▸ Task to carry out
Output every entry exactly as written, but omit the pictures.

-- Begin Given records --

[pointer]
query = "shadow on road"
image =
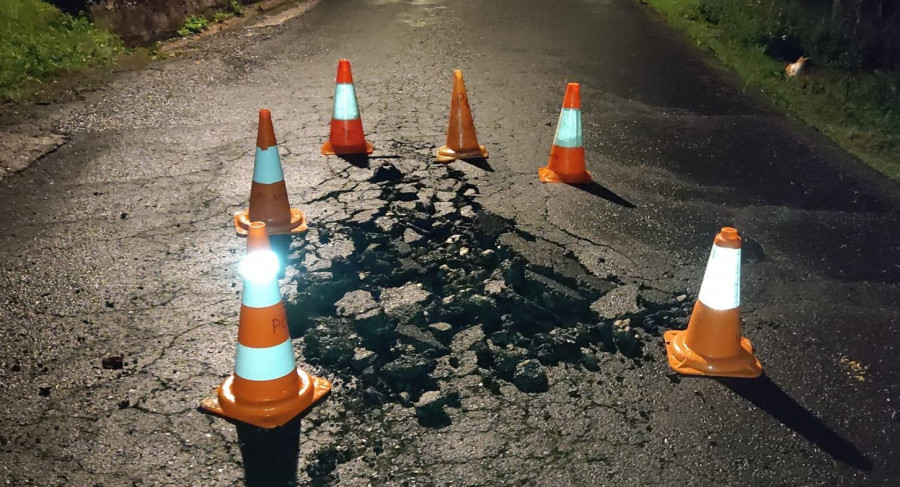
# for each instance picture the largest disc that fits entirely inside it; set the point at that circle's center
(358, 160)
(596, 189)
(281, 245)
(769, 397)
(480, 163)
(270, 456)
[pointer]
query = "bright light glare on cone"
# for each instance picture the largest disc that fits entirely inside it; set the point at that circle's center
(259, 266)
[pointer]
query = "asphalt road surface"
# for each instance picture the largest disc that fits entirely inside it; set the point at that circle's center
(437, 297)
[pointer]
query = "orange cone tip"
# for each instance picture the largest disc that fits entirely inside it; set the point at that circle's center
(346, 136)
(462, 141)
(268, 194)
(566, 163)
(712, 344)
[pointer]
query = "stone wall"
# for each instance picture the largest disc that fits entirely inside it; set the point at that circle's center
(144, 21)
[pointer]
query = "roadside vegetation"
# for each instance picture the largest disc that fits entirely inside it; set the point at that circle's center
(850, 87)
(38, 42)
(195, 24)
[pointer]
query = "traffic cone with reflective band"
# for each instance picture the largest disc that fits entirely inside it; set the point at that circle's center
(267, 389)
(712, 344)
(566, 164)
(268, 194)
(462, 142)
(347, 136)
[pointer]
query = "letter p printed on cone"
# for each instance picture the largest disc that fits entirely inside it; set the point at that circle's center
(712, 345)
(267, 388)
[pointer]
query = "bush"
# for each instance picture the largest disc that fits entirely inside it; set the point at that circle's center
(193, 25)
(37, 41)
(851, 34)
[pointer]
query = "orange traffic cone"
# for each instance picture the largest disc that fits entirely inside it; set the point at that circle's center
(347, 136)
(267, 388)
(268, 194)
(712, 344)
(257, 237)
(566, 164)
(462, 143)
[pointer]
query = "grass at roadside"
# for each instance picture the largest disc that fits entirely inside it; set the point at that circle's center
(38, 42)
(859, 110)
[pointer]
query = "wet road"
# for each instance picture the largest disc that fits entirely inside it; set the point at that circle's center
(121, 242)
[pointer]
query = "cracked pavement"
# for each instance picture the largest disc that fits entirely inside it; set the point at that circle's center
(532, 357)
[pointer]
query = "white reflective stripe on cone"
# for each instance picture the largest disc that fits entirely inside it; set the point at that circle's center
(721, 287)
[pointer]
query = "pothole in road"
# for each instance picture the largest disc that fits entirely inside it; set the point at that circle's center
(418, 286)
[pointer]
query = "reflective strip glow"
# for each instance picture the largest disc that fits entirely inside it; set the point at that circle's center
(260, 271)
(267, 166)
(721, 288)
(345, 107)
(268, 363)
(568, 130)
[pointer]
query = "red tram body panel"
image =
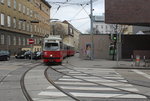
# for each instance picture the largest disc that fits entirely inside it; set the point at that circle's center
(55, 51)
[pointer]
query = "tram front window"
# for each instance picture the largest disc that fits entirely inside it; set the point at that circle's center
(51, 46)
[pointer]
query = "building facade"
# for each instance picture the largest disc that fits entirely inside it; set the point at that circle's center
(101, 44)
(100, 27)
(127, 12)
(68, 33)
(21, 19)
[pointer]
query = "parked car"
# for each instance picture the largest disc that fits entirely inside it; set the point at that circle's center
(27, 54)
(4, 55)
(20, 55)
(37, 55)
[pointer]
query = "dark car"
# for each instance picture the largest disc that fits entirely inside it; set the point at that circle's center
(27, 54)
(4, 55)
(37, 55)
(20, 55)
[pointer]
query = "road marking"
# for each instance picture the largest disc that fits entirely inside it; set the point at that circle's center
(69, 79)
(74, 83)
(107, 95)
(85, 88)
(52, 93)
(142, 73)
(99, 95)
(117, 84)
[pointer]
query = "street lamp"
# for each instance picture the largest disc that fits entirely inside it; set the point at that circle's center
(92, 43)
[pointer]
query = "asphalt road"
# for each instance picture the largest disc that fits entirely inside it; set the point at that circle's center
(85, 80)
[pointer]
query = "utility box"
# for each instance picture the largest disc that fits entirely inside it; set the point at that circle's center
(130, 12)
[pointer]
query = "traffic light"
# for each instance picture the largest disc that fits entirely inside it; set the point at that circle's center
(114, 37)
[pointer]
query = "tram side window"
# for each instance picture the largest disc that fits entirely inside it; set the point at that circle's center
(61, 45)
(51, 46)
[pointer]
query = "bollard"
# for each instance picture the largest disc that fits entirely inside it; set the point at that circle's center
(144, 59)
(137, 60)
(132, 59)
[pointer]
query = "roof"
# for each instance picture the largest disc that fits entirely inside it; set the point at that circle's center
(46, 3)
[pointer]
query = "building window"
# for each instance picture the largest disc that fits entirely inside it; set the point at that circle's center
(9, 40)
(35, 41)
(24, 9)
(19, 7)
(24, 26)
(19, 24)
(24, 41)
(15, 4)
(31, 28)
(19, 41)
(2, 39)
(35, 30)
(31, 13)
(8, 3)
(2, 1)
(14, 40)
(27, 42)
(28, 11)
(8, 21)
(14, 23)
(2, 19)
(28, 27)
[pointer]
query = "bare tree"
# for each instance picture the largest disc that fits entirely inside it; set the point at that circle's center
(59, 29)
(118, 29)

-- End Given records --

▸ Response to this task
[pointer]
query = "shadow on road"
image =
# for each instance picture the largest disc that fits entirely inside it; set the point at that circle's center
(358, 160)
(596, 189)
(281, 245)
(769, 397)
(480, 163)
(270, 456)
[pointer]
query = "bright light glare on cone"
# for each instance picture the largest disc that fits entirely inside it; set the point at that circle's center
(259, 266)
[pointer]
query = "asphalt road surface"
# for each instance picture the largest disc that fits entirely inside it; set the point at that circle's center
(437, 297)
[pointer]
query = "orange cone tip"
# for each instance picture the largest disc that fits entirely inside it; set the point at that circle's center
(346, 136)
(462, 141)
(268, 194)
(566, 163)
(712, 344)
[pointer]
query = "stone wall"
# for each instance picture the largest disc that fits entirely inside it; set the point at that circle's center
(144, 21)
[pointer]
query = "roadside vegetation"
# for each instance picture the largest disc that fits entirely inside it; set the point at that circle's center
(850, 87)
(38, 42)
(195, 24)
[pointer]
query = "traffic cone with reflective band"
# for each instance picture the largest disc that fits entirely inside it; set the point at that circle's center
(267, 389)
(712, 344)
(566, 164)
(268, 194)
(462, 142)
(347, 136)
[pointer]
query = "letter p printed on cone"
# for each instance picture the largest disc that fits entirely inside it; set the point at that circle's center
(712, 345)
(267, 388)
[pointer]
query = "bush"
# for each instance picture the largest disc that fits entirely inside it; set the point at that circle's center
(193, 25)
(37, 41)
(851, 34)
[pointer]
query = "orange traffic cone"
# for each instance picture the largest disc that fits entirely inside it; set the point at that circle's center
(347, 136)
(267, 388)
(268, 194)
(712, 344)
(257, 237)
(566, 164)
(462, 143)
[pointer]
query = "grass at roadside"
# for each instance picture the largest disc that fits entirely inside it; set the point at that circle's center
(38, 42)
(859, 110)
[pointer]
query = "wet road"
# for each instance picture the largest disc that fits entirely inside it; set the point at that circle's center
(121, 242)
[pointer]
query = "cracked pavement"
# for each instance picture the largest disc that fits entirely inside it; set the point at that circle's center
(532, 357)
[pointer]
query = "white reflective stripe on cone"
# for each instance picture the largest disc that fits entirely inside it; set the point at that circle's center
(721, 287)
[pointer]
query = "pothole in road"
# for each instance picture the largest disc that fits entirely inside it; set the point at that circle's center
(418, 286)
[pointer]
query = "reflective strip glow"
# for each instance picture the largest disc that fits entirely inside it; set the point at that circle's center
(260, 271)
(267, 166)
(721, 288)
(345, 107)
(268, 363)
(568, 130)
[pointer]
query = "red tram body panel"
image =
# for each instance picture the largest disc that fits entirely inside it; set the point at that circle's center
(55, 51)
[pointer]
query = "tram front window"
# for each instance picture the largest disc that fits entirely inside it; set the point at that circle's center
(51, 46)
[pointer]
query = "building facade"
# for each instance picture the largest disc that fits entirely inside it; set the point at that circle's center
(101, 44)
(100, 27)
(127, 12)
(68, 33)
(21, 19)
[pointer]
query = "parked car"
# for each instance picture the largest disc that fits entirely inside it; set the point at that circle's center
(27, 54)
(4, 55)
(20, 55)
(37, 55)
[pointer]
query = "dark car"
# for each instance picture the largest disc that fits entirely inside it; set the point at that circle's center
(27, 54)
(4, 55)
(37, 55)
(20, 55)
[pointer]
query = "road marking"
# for each instance picture the largest disc that fits entirely inside it; set the point at that circle's center
(69, 79)
(74, 83)
(107, 95)
(85, 88)
(52, 93)
(142, 73)
(99, 95)
(117, 84)
[pointer]
query = "street lamp"
# for each instance picture the largest disc that fits entirely inside it; set the point at that circle's center
(92, 43)
[pointer]
query = "asphalt road"
# for each instance picture the largest disc that fits entirely inside it; set the point at that circle's center
(85, 80)
[pointer]
query = "utility box"
# for each instance picture the largest disc that fits entirely inside it; set the point at that circle's center
(130, 12)
[pointer]
query = "traffic light"
# for each instance picture the largest disc that fits entirely inside it; set the point at that circle's center
(114, 37)
[pointer]
query = "tram side window"
# for each instance picture the largest disc that fits entirely inside it; set the point at that circle's center
(61, 45)
(51, 46)
[pointer]
query = "bollard"
# for each instance picture the largest disc that fits entirely inside it; set the point at that circle's center
(144, 59)
(137, 60)
(132, 59)
[pointer]
query = "roof"
# for each instance picture the largest disc that fits entirely inside it; set the point at that circle's center
(46, 3)
[pointer]
query = "building window"
# for each instance picture the largest disc that fits entirely inside it; set the point at that circle's center
(9, 40)
(35, 41)
(24, 9)
(19, 7)
(24, 26)
(19, 24)
(24, 41)
(15, 4)
(31, 28)
(19, 41)
(2, 39)
(35, 30)
(31, 13)
(8, 3)
(2, 1)
(14, 40)
(27, 42)
(28, 11)
(8, 21)
(14, 23)
(2, 19)
(28, 27)
[pointer]
query = "bare tree"
# for each instance picture the largest disc that fits entirely inside it; set the point at that circle's center
(59, 29)
(118, 29)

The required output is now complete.